• **Study questions**:
A. For each statement below, say whether the text on gender-affirming care bans agrees with it, answering yes or no and quoting the deciding words. (i) More than 20 states have passed such laws. (ii) The Sixth Circuit upheld the preliminary injunctions issued in Tennessee and Kentucky. (iii) Oklahoma is in the 10th Circuit.
B. According to the text on gender-affirming care bans, which court has scheduled "en banc" review of a panel decision on Arkansas's ban?
C. List every U.S. state that the text on gender-affirming care bans names.

#### Text block

More than 20 states have passed such laws, many during the past two years as Republican state legislators have made the issue a top priority. Lawsuits were filed in many states challenging these laws, and at first it appeared that federal courts would issue preliminary injunctions stopping the laws from going into effect while the litigation proceeds. In order to issue such an injunction, the court has to find that the challengers to the law are likely to prevail in convincing the court that the law is unconstitutional. Many district courts and some courts of appeals have approved such preliminary injunctions, but the Sixth Circuit broke ranks earlier this year in cases from Tennessee and Kentucky, overturning the preliminary injunctions issued by the trial judges, and joining the Atlanta-based 11th Circuit in finding that states could enact such bans.
The Sixth Circuit panel rejected the argument that banning gender-affirming care for minors violates the Equal Protection rights of the minors or the Due Process parenting rights of their parents to determine what health care they will receive. The Sixth Circuit ruling has already had consequences beyond the states within the circuit, as a federal judge in Oklahoma (which is in the 10th Circuit) relied on the Sixth Circuit’s reasoning to reject a preliminary injunction against the Oklahoma ban. Furthermore, the St. Louis-based Eighth Circuit Court of Appeals has scheduled “en banc” review of a panel decision that upheld a preliminary injunction against Arkansas’s ban on gender-affirming care.

########
#### Input data

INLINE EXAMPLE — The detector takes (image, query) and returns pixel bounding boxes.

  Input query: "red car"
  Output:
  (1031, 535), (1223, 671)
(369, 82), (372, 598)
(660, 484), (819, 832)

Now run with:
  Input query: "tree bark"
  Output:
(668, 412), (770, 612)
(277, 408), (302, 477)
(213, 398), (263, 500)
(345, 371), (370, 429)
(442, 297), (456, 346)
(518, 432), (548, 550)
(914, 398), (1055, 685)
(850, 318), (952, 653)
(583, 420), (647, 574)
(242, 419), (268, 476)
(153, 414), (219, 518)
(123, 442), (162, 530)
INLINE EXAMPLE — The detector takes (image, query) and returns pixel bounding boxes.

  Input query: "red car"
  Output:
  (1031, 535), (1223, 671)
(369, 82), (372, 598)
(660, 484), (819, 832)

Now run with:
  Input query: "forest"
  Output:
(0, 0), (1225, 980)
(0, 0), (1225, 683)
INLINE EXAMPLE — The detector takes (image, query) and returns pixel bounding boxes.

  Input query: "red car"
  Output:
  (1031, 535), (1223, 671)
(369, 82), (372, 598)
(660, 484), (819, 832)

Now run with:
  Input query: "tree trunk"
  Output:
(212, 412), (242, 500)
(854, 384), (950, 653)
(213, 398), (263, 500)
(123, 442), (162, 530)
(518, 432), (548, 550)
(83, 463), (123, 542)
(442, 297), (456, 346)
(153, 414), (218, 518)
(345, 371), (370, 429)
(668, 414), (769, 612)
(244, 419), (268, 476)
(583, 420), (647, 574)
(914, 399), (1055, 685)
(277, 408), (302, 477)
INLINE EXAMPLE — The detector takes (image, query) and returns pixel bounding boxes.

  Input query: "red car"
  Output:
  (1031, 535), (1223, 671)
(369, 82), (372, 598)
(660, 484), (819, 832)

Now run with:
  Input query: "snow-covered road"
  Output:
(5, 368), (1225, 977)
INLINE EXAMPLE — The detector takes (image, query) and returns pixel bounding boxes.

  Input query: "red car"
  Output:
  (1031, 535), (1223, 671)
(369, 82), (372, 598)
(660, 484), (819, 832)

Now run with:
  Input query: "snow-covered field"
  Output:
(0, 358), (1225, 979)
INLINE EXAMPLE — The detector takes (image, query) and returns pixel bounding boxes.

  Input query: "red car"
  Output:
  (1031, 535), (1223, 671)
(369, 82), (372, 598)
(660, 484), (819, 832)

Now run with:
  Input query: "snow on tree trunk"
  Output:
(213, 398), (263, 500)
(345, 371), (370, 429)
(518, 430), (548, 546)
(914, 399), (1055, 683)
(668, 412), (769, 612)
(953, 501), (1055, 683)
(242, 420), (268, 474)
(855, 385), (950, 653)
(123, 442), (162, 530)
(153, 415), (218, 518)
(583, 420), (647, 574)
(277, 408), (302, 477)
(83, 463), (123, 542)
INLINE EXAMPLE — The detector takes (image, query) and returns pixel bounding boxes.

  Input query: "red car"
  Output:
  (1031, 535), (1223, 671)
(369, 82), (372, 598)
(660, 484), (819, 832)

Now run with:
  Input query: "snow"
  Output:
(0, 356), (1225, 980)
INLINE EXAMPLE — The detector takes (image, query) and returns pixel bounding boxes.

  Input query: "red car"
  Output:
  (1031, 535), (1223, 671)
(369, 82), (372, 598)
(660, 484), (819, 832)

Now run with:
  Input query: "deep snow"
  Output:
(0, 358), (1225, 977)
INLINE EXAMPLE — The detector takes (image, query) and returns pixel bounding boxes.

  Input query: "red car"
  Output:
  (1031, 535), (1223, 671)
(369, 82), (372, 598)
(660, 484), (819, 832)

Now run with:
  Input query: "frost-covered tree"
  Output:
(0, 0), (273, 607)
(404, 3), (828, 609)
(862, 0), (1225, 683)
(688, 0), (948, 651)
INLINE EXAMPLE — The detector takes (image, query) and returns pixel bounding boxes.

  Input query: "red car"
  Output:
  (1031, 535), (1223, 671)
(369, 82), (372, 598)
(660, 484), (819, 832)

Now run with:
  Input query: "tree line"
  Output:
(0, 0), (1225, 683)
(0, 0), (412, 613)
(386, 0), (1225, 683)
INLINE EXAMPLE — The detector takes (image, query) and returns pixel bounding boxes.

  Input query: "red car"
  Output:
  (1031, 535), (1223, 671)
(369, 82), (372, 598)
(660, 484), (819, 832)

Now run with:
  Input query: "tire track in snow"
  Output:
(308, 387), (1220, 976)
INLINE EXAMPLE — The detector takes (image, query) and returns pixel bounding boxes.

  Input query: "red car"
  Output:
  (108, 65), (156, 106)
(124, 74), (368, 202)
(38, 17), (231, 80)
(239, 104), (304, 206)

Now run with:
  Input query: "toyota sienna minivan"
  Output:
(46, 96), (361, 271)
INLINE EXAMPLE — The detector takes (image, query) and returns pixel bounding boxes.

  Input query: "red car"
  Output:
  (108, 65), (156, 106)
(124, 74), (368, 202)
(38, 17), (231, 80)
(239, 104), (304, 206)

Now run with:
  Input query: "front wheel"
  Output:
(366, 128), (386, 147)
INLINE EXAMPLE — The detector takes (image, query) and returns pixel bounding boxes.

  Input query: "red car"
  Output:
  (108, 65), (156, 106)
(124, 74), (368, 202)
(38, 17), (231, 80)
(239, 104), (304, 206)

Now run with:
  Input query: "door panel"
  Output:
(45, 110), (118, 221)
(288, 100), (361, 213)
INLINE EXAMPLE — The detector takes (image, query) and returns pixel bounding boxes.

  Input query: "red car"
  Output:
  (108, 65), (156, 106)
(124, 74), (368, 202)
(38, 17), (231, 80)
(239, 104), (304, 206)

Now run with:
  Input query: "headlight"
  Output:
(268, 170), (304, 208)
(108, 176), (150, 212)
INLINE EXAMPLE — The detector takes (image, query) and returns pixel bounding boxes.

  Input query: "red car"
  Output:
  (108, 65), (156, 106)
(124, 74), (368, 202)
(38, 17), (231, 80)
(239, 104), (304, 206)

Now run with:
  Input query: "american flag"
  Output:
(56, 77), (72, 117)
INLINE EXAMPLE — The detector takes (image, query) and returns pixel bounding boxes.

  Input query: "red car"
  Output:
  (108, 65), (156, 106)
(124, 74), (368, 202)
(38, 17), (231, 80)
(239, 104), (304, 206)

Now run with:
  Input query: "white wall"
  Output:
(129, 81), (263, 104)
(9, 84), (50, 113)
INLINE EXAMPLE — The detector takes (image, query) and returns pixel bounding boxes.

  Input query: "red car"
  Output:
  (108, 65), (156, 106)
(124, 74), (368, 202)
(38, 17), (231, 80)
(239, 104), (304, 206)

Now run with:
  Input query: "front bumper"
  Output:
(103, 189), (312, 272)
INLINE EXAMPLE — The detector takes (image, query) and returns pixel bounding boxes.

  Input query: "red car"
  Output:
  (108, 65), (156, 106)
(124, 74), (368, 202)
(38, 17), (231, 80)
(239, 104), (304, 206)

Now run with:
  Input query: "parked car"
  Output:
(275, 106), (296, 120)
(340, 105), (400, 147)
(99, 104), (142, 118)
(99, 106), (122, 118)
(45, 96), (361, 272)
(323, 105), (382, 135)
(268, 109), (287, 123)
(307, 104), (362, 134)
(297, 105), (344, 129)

########

• **Completed exercise**:
A.
(i) Yes: "More than 20 states have passed such laws"
(ii) No: "overturning the preliminary injunctions issued by the trial judges"
(iii) Yes: "(which is in the 10th Circuit)"

B. The St. Louis-based Eighth Circuit Court of Appeals.

C. Tennessee, Kentucky, Oklahoma, Arkansas